**** Supplied data ****
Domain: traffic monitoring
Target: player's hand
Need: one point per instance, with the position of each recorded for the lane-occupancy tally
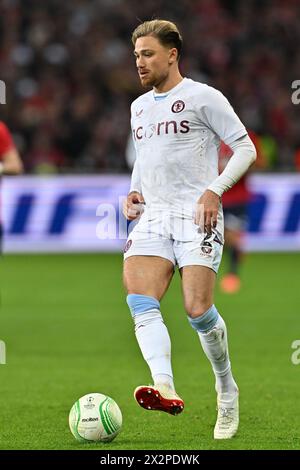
(207, 211)
(133, 205)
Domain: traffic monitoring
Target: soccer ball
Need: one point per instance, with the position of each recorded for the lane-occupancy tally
(95, 417)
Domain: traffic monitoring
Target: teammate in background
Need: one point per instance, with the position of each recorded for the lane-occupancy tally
(177, 127)
(235, 203)
(10, 161)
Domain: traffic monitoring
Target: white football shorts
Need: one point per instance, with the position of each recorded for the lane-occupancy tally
(177, 239)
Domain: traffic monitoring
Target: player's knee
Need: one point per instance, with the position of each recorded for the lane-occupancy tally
(139, 304)
(196, 308)
(205, 322)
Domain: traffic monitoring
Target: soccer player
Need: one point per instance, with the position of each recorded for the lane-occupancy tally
(10, 161)
(175, 192)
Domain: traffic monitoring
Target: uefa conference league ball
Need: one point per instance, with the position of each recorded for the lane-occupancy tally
(95, 417)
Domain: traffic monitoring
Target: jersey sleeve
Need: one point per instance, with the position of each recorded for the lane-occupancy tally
(6, 142)
(136, 184)
(215, 111)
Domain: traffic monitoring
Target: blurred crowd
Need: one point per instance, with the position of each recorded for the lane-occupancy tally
(70, 74)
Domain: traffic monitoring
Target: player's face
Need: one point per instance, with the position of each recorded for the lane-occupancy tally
(153, 60)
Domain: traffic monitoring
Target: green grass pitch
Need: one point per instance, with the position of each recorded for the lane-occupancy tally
(68, 332)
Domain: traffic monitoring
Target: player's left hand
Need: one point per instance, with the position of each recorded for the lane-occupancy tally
(206, 214)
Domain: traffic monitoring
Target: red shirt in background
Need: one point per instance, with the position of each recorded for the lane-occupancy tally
(239, 193)
(6, 142)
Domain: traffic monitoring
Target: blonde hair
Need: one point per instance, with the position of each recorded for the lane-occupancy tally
(165, 31)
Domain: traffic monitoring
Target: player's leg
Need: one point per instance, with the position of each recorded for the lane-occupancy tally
(146, 279)
(198, 285)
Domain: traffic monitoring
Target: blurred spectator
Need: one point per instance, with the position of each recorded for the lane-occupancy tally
(71, 77)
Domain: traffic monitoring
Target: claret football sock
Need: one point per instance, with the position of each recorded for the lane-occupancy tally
(152, 336)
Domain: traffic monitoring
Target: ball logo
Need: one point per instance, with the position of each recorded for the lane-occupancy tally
(178, 106)
(89, 404)
(127, 246)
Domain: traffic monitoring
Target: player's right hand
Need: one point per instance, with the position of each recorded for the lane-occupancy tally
(133, 205)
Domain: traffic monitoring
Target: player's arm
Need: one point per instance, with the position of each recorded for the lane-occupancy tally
(11, 163)
(221, 118)
(133, 204)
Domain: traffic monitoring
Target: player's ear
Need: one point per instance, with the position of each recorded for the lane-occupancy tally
(172, 55)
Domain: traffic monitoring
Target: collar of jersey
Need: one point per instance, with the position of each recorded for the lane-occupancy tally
(161, 96)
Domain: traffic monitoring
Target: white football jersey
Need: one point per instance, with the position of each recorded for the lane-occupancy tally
(177, 140)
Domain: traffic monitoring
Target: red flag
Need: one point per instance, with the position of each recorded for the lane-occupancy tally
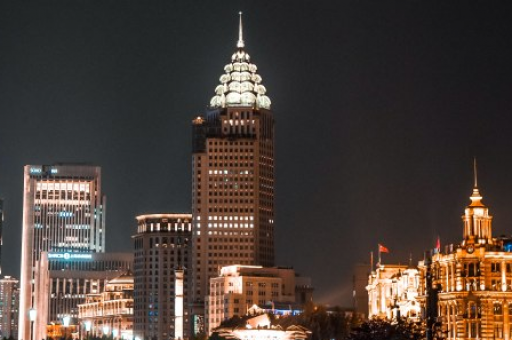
(383, 249)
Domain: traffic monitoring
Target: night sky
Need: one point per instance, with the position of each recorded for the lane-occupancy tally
(380, 107)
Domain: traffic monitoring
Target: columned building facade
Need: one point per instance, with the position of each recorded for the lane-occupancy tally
(161, 271)
(232, 176)
(9, 304)
(63, 212)
(392, 292)
(109, 313)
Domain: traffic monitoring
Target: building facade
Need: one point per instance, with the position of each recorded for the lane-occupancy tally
(162, 257)
(9, 304)
(232, 176)
(1, 230)
(109, 313)
(63, 212)
(472, 281)
(239, 287)
(393, 292)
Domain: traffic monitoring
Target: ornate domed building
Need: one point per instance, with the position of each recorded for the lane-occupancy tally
(472, 281)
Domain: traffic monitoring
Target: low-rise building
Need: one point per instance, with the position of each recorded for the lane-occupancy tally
(393, 292)
(110, 313)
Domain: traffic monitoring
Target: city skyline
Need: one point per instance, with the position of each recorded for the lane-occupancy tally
(380, 109)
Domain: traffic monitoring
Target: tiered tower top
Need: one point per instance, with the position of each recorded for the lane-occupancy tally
(240, 85)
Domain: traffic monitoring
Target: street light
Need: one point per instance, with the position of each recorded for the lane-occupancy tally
(87, 328)
(32, 313)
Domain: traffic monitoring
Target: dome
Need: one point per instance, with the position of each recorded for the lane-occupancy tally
(240, 85)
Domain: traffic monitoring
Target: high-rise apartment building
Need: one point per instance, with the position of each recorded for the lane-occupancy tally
(9, 304)
(161, 263)
(63, 212)
(233, 176)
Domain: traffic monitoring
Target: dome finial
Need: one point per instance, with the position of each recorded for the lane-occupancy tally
(240, 43)
(475, 173)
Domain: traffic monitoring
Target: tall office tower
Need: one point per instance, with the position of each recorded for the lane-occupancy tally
(233, 176)
(9, 304)
(162, 251)
(63, 212)
(1, 231)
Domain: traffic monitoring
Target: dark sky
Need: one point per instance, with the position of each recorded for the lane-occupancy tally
(380, 107)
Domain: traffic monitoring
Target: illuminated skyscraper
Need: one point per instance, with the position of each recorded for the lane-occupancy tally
(63, 212)
(1, 231)
(162, 251)
(233, 175)
(9, 303)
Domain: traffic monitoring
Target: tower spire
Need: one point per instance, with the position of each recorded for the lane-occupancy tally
(475, 197)
(240, 43)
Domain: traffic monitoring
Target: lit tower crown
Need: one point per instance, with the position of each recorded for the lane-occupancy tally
(240, 85)
(476, 218)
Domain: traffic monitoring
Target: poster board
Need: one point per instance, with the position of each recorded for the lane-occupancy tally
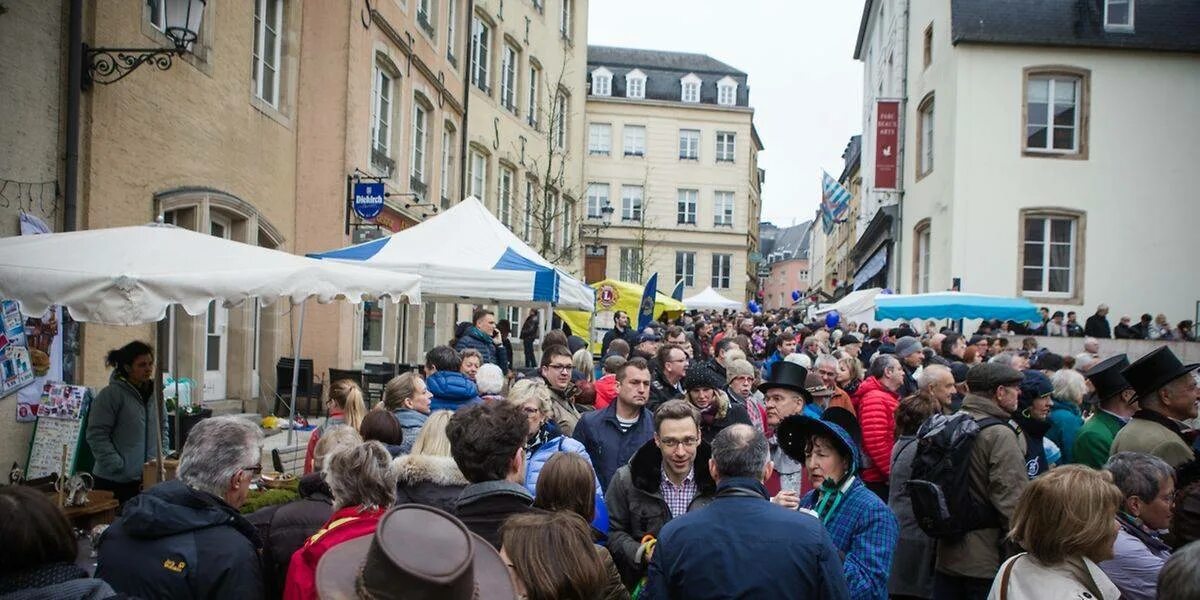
****
Pull out every line in the listing above that contains the word "background".

Target: teammate in background
Target: red shirt in background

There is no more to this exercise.